= What to produce =
Would you please give all the lines below again, exactly as they stand?
Content starts
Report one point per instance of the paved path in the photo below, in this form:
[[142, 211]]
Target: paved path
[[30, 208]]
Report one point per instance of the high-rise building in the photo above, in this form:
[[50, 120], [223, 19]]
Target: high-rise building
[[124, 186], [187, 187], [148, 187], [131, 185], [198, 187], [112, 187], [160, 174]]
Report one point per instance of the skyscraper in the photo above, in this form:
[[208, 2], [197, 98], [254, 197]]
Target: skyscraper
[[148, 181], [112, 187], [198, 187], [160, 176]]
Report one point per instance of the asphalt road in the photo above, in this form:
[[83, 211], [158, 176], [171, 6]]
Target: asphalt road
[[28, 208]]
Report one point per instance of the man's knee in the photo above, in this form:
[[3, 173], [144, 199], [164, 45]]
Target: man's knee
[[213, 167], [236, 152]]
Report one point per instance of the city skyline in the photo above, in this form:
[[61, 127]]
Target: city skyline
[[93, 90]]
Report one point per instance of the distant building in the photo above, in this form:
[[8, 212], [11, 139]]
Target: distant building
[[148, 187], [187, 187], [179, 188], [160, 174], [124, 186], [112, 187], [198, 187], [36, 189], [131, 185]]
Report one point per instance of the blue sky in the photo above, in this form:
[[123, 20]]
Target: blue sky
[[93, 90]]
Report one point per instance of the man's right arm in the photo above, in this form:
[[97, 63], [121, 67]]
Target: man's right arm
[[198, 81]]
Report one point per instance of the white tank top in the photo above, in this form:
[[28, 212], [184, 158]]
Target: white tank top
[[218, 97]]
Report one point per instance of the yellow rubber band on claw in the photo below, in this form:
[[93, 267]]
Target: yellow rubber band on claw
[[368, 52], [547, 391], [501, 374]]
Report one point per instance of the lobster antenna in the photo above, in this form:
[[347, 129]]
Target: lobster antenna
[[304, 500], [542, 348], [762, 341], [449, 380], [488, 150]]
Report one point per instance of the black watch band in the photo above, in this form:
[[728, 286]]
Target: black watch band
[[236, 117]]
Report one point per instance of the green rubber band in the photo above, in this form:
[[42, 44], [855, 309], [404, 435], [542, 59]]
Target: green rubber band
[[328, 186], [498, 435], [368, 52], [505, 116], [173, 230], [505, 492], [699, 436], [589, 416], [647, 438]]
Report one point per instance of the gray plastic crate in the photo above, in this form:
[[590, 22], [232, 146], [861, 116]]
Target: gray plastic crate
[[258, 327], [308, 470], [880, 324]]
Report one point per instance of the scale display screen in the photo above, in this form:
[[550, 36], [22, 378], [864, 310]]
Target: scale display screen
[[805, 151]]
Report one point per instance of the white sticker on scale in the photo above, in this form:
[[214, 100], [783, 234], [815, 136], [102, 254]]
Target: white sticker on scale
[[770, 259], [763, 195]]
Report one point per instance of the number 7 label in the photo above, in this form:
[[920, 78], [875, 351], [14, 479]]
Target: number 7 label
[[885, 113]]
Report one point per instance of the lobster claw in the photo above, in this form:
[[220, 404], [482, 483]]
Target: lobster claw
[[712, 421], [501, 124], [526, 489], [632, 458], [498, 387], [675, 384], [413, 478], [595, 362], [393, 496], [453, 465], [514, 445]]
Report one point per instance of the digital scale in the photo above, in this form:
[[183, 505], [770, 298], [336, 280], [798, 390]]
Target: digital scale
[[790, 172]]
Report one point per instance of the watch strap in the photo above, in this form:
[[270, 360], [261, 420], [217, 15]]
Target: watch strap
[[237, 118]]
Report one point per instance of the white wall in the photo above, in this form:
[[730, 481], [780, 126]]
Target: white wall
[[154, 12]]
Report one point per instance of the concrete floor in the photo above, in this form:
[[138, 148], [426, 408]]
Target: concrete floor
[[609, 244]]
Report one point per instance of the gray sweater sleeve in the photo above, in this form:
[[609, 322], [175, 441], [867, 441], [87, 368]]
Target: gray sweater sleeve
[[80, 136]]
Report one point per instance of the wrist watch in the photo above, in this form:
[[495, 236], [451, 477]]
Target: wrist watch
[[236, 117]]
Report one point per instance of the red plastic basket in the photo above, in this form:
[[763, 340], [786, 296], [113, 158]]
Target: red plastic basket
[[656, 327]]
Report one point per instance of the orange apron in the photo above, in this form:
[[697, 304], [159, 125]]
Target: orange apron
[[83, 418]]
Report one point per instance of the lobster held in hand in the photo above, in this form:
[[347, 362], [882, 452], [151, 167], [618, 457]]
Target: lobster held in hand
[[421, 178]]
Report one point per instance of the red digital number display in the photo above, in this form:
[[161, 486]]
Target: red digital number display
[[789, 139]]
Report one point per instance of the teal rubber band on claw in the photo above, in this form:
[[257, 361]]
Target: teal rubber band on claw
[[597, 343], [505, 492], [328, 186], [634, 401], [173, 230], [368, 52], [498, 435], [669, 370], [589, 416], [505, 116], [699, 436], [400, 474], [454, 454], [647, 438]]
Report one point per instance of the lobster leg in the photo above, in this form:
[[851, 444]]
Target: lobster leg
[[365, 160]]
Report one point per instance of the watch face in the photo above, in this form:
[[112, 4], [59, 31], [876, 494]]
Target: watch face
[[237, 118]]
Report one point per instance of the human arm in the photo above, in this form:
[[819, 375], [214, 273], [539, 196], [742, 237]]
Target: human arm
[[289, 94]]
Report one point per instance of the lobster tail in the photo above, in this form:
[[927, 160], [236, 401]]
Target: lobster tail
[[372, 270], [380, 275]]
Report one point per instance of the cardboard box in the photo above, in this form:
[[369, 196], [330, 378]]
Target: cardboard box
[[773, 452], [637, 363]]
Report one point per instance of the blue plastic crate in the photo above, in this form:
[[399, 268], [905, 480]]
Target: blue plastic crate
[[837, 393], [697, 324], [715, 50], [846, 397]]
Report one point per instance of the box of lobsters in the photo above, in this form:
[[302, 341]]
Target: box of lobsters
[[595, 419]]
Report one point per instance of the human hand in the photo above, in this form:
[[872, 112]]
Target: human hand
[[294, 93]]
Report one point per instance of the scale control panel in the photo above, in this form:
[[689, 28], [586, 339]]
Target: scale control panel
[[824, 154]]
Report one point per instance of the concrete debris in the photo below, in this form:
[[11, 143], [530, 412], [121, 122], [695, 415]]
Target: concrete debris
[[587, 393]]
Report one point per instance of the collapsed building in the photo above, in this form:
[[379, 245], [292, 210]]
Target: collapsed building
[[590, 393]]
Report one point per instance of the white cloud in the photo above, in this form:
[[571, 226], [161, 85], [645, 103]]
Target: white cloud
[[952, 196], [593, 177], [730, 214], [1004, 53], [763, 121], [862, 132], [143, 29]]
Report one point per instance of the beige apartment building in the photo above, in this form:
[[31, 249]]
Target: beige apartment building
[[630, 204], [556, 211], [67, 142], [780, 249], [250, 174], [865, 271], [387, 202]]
Content ends
= Exercise response =
Report one point per instance of the paved path in the photo below, in this form:
[[142, 211]]
Target: paved path
[[30, 208]]
Report one point per instance of the high-rise building in the photo above, in this form:
[[50, 120], [223, 19]]
Target: high-rise building
[[124, 186], [187, 187], [148, 187], [131, 185], [198, 187], [112, 187], [160, 174]]
Report one point per instance of the skyscraper in the photo above, in this form:
[[208, 2], [197, 98], [254, 197]]
Target: skyscraper
[[148, 181], [112, 187], [198, 187], [160, 176]]
Report one point per instance of the asphalt road in the photo above, in this form:
[[83, 211], [158, 176], [171, 6]]
Target: asphalt road
[[28, 208]]
Report one point per instance of the man's knee in the photo above, in this form:
[[3, 173], [144, 199], [164, 45]]
Target: man's knee
[[213, 167], [236, 152]]
Report one point per instance of the city skyline in the photo above, in this form:
[[61, 127]]
Target: city skyline
[[93, 90]]
Report one point per instance of the distant building in the photo above, in this form:
[[8, 212], [11, 139]]
Target: distant building
[[148, 187], [187, 187], [179, 188], [160, 174], [124, 186], [112, 187], [198, 187], [36, 189], [131, 185]]
Report one point per instance of the blue sky in the photo above, in this form:
[[123, 20]]
Target: blue sky
[[93, 90]]
Report one point per instance of the man's right arm in the photo above, in this form:
[[97, 63], [121, 67]]
Target: man's right arm
[[198, 81]]
Report one point per instance of the white tank top in the photo above, in this form:
[[28, 212], [184, 158]]
Target: white tank top
[[218, 97]]
Report one point per instance of the yellow rubber band on claw in the photo below, in this form:
[[93, 267]]
Target: yellow rubber band on claw
[[368, 52], [547, 391], [501, 374]]
Report one point per instance of the lobster antenna in the photo above, in this form:
[[347, 129]]
Target: lobster antenna
[[304, 500], [542, 348], [762, 341], [449, 380], [488, 150]]
Report one point per instance of the black watch band in the photo above, in this form:
[[728, 286]]
Target: black watch band
[[236, 117]]
Report one point per instance of the green rubber band in the photo above, in this form:
[[42, 44], [855, 309], [404, 435], [542, 59]]
Target: green rubber band
[[328, 186], [498, 435], [368, 52], [505, 116], [173, 230], [505, 492], [699, 436], [589, 416], [647, 438]]
Report one point per instance of the gray plastic crate in the photo above, in this form:
[[590, 22], [232, 146], [861, 116]]
Target: gray plastic crate
[[258, 327], [308, 470], [880, 324]]
Report one point per instance of the scale display screen in the photo above, in this form:
[[550, 36], [22, 378], [864, 310]]
Target: scale display screen
[[805, 151]]
Report one point per instance of the white sticker on scale in the photo above, in this form:
[[214, 100], [783, 234], [815, 136], [102, 254]]
Target: white sticker on scale
[[770, 259], [763, 195]]
Report one point per instance of the number 7 label in the photo above, in this form:
[[920, 78], [875, 351], [14, 479]]
Target: number 7 label
[[885, 113]]
Report one point per instance of the lobster claw in the photo above, in this form:
[[220, 404], [482, 483]]
Target: lobster claw
[[712, 421], [501, 124], [526, 489], [632, 458], [498, 387], [675, 384], [413, 478], [595, 362], [393, 496], [453, 465], [514, 445]]
Report one point per instance of the digital scale in the photo above, in this form:
[[183, 505], [770, 298], [336, 280], [798, 390]]
Target: digital scale
[[790, 172]]
Report one point per instance of the watch strap in the photo above, in this form:
[[270, 360], [261, 420], [217, 15]]
Target: watch strap
[[237, 118]]
Report one point per instance of the white wall in the photo above, in this form:
[[730, 481], [780, 126]]
Target: white wall
[[154, 12]]
Report one point per instance of the concrete floor in the photo above, in this form:
[[138, 148], [426, 408]]
Target: concrete floor
[[609, 244]]
Report one point per instance of the gray sweater sleeve in the photo above, in this form:
[[609, 322], [175, 441], [867, 441], [87, 368]]
Target: gray sweater sleeve
[[80, 136]]
Report one point per instance of the wrist watch in the photo above, in this form:
[[495, 236], [451, 477]]
Target: wrist watch
[[236, 117]]
Report one point per instance of the red plastic basket in the photo above, in this form:
[[763, 340], [786, 296], [113, 158]]
Target: red plastic basket
[[656, 327]]
Report one point per instance of the orange apron in the photo above, in this form:
[[697, 304], [159, 125]]
Target: orange apron
[[83, 418]]
Report one point per instance of the lobster held in hand in the photo above, in this form:
[[347, 362], [882, 452], [151, 167], [618, 457]]
Target: lobster held in hand
[[421, 178]]
Report one point per instance of the red digital number display in the photo above, in this form:
[[161, 486]]
Target: red digital number display
[[789, 139]]
Report one point per instance of the teal rubber band on claw in the photo above, in this form:
[[257, 361]]
Target: teal rubber band on claw
[[597, 343], [505, 492], [328, 186], [634, 401], [173, 230], [368, 52], [498, 435], [669, 370], [589, 416], [505, 116], [699, 436], [400, 474], [454, 454], [647, 438]]
Report one point per instance of the lobster leg in the photo above, in this form:
[[851, 444]]
Target: lobster leg
[[365, 160]]
Report one point per instance of the watch face in the photo above, in this form:
[[112, 4], [59, 31], [876, 494]]
Target: watch face
[[237, 118]]
Report one point per instance of the human arm in the photo above, in this form:
[[819, 375], [214, 273], [539, 196], [742, 237]]
Target: human arm
[[289, 94]]
Report one point per instance of the lobster tail in the photo above, in this form:
[[927, 160], [236, 401]]
Target: lobster tail
[[372, 270], [380, 275]]
Report one point per instance of the cardboard box in the photo above, in this form:
[[369, 196], [330, 378]]
Target: cardboard box
[[773, 452], [637, 363]]
Report one point per instance of the blue plastic crate in the photo above, in this form:
[[399, 268], [905, 480]]
Target: blue plastic crate
[[837, 393], [697, 324], [715, 50], [846, 397]]
Report one point per instance of the box of lobsters in the photo above, in this form:
[[302, 341]]
Target: box of lobsters
[[595, 419]]
Report one point per instance of the human hand in the photo above, in this form:
[[872, 112]]
Target: human hand
[[294, 93]]
Report one point per instance of the scale control panel in the photo above, in this form:
[[689, 28], [586, 339]]
Target: scale control panel
[[824, 154]]
Report one point per instance of the concrete debris in the photo below, in this form:
[[11, 143], [530, 412], [121, 122], [695, 415]]
Target: concrete debris
[[587, 393]]
Report one point per instance of the collapsed building in the photo above, in this form:
[[379, 245], [292, 210]]
Target: collapsed building
[[590, 393]]
Report one point per instance of the white cloud in the photo above, in this form:
[[571, 226], [161, 85], [645, 103]]
Target: white cloud
[[952, 196], [593, 177], [730, 214], [1004, 53], [763, 121], [862, 132], [143, 29]]
Report one point per instance of the beige apartment building in the photo above, in this form:
[[31, 249]]
Target: beige apartment building
[[630, 204], [556, 211], [67, 142], [780, 249], [250, 174], [865, 271], [387, 202]]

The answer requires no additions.